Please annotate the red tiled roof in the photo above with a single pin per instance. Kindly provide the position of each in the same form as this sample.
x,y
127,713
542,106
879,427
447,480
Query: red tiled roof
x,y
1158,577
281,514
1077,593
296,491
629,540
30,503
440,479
◆ ◆ ◆ ◆ ◆ ◆ ◆
Retype the listing above line for line, keeping every character the same.

== Correct answer ==
Please annotate the red tiled roof in the photo above with a single pin per instance. Kindly provide the position of each in the same form as this sample.
x,y
127,713
542,106
879,427
447,480
Query: red tiled roof
x,y
1158,577
281,514
1077,593
296,491
629,540
30,503
440,479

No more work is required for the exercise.